RAW RECORDS
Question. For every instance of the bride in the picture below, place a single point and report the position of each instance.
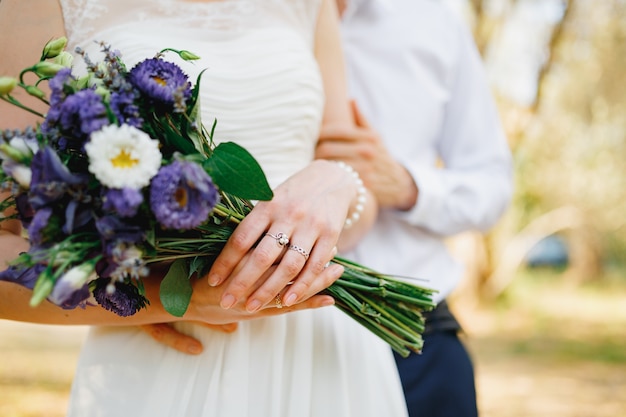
(274, 76)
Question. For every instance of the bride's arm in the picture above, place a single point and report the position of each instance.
(310, 208)
(26, 27)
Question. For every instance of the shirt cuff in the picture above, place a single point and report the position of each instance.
(430, 197)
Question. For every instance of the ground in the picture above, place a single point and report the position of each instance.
(545, 349)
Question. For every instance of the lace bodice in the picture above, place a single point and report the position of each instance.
(261, 83)
(83, 18)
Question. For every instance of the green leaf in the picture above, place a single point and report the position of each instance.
(235, 171)
(175, 291)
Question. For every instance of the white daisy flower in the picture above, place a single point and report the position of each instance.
(123, 156)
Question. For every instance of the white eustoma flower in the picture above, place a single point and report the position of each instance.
(72, 281)
(123, 156)
(20, 173)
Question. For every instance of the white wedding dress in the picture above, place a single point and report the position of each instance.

YOUR INSTRUCTIONS
Set out all of the lines above as a numbered list, skipping any blank lines and omitting the pictures.

OUTPUT OF THE EXERCISE
1. Question. For every instance of the bride in the picture below, place a single point and report the position of each instance.
2. (274, 76)
3. Question. For every instance of the bride's arm in the picture above, place a single point and report the position of each instance.
4. (310, 208)
5. (26, 27)
6. Question. For every instance of the shirt cuff in the picture above, place a single point and report the position of each instance.
7. (430, 197)
8. Question. For every instance of the ground in the picture above, place a single point and report the position of each instance.
9. (545, 349)
10. Question. For every instance of the lace bodice in the picture above, place a single point and report the position of each instance.
11. (261, 83)
12. (83, 18)
13. Question. For every instance of the green leaf in the picture above, place a single point and report the position of each instance.
14. (235, 171)
15. (175, 291)
16. Question. For every instance of the white daisy flower in the picture above, place a single point and report the position of each instance.
17. (123, 156)
18. Question. For every instance of the white eustoma flower in the picture above, place a single point and report the position of each instance.
19. (72, 281)
20. (123, 156)
21. (20, 173)
22. Question. For every instance of the white wedding dress in the picture above, place a single point and report the position of each instance.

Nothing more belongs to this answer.